● INFORMATION PROVIDED
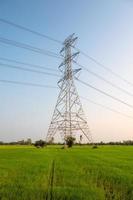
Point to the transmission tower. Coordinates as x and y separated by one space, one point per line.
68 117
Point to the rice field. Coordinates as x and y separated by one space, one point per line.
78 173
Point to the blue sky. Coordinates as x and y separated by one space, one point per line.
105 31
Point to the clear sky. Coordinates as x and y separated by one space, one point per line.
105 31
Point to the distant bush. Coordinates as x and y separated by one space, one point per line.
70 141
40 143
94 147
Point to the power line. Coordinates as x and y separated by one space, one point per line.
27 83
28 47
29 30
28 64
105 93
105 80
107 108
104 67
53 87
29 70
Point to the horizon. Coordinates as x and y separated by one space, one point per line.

* * *

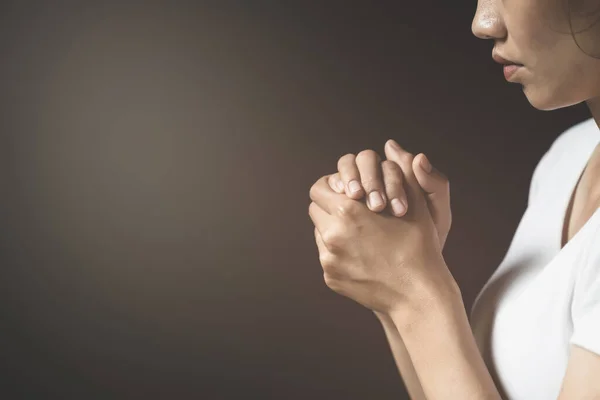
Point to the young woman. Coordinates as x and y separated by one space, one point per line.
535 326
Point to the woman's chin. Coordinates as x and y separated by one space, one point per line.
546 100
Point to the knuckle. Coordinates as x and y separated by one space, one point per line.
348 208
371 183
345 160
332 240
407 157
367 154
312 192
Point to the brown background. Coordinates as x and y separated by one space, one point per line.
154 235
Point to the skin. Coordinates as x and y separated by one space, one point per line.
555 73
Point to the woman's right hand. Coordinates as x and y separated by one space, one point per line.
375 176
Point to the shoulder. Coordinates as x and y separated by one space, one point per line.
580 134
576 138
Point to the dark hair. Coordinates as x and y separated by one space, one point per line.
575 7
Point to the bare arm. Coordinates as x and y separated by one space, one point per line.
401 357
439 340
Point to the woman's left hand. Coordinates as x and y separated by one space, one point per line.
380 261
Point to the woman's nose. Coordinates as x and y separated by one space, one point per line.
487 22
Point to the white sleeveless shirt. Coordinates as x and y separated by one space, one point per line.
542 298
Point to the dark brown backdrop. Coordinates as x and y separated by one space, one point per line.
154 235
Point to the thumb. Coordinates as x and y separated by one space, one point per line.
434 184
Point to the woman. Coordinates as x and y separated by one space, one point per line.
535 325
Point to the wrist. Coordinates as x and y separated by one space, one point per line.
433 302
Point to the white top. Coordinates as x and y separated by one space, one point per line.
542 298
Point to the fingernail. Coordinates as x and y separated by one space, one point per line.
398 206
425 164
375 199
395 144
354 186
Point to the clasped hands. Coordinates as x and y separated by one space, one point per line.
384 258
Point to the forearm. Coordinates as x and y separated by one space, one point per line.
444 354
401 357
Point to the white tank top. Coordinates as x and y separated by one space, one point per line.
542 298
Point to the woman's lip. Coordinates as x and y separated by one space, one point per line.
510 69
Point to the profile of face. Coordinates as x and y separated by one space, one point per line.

* * *

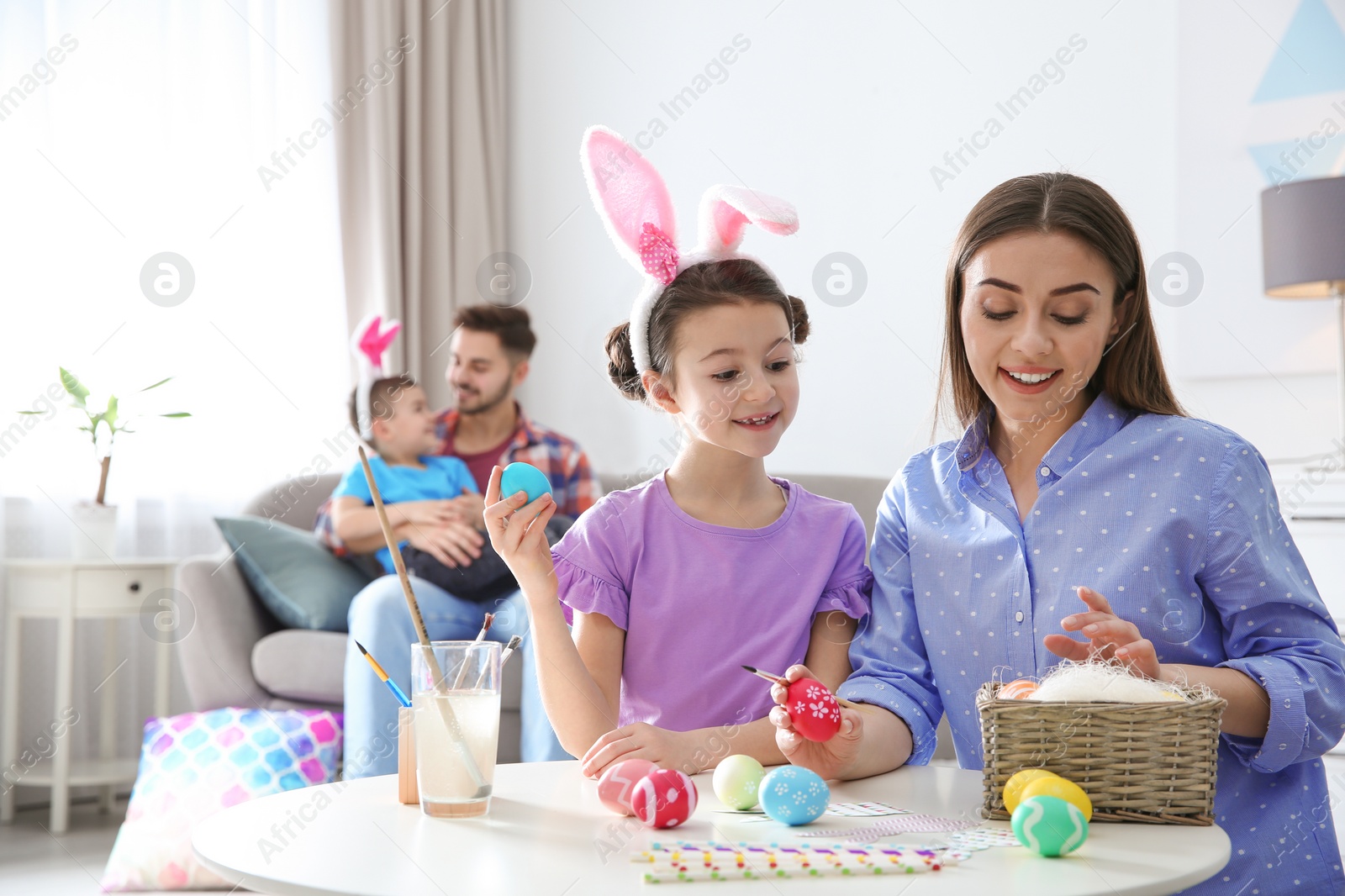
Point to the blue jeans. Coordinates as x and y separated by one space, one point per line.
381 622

● EXERCISE TASK
Tally the lines above that contain the string "dark", with case counting, and give only that number.

● TASK RESULT
2